EXERCISE OBJECTIVE: From the first entry to the last, copy the material exactly as it stands.
◇ ◇ ◇ ◇
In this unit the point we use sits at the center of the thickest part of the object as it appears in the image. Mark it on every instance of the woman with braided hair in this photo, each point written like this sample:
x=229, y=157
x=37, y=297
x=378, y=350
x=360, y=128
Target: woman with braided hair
◇ ◇ ◇ ◇
ANSWER:
In this unit the point we use sits at the center of the thickest part of the object as it appears in the image. Mark it on every instance of the woman with braided hair in this photo, each point written like this sample:
x=229, y=157
x=37, y=297
x=378, y=350
x=360, y=128
Target: woman with braided hair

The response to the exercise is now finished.